--- Work to do ---
Can you duplicate each of the entries below line for line, leaving the pictures out?

Outline records

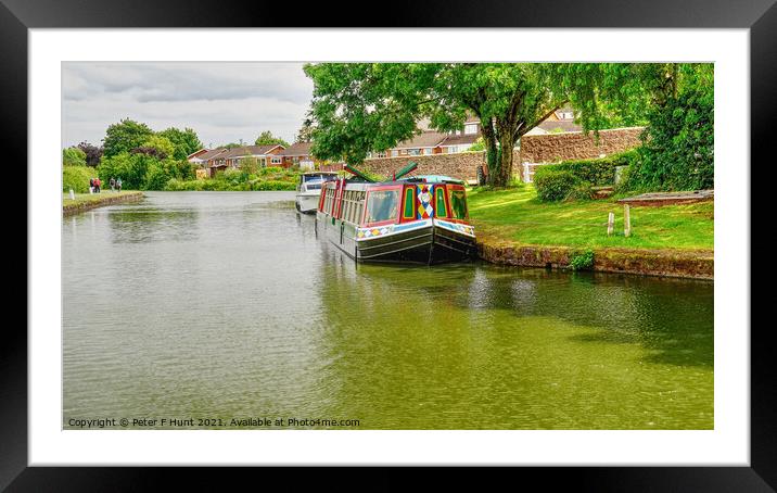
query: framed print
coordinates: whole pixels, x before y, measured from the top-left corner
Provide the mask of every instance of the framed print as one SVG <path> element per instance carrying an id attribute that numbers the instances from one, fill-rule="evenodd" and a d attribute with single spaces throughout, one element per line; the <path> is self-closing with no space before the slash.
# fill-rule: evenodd
<path id="1" fill-rule="evenodd" d="M 773 490 L 749 162 L 777 10 L 492 3 L 3 0 L 30 288 L 0 486 L 420 465 Z"/>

--- Response for this exercise ---
query: framed print
coordinates: whole pixels, x before y, measured from the top-left corner
Provide the mask of every instance of the framed print as one SVG <path> element per instance carrying an id attribute that numbers the instances from one, fill-rule="evenodd" and a d attribute with single spaces throughout, one element per line; the <path> is self-closing with no space before the slash.
# fill-rule: evenodd
<path id="1" fill-rule="evenodd" d="M 773 490 L 749 162 L 777 10 L 492 3 L 3 0 L 30 288 L 0 486 L 420 465 Z"/>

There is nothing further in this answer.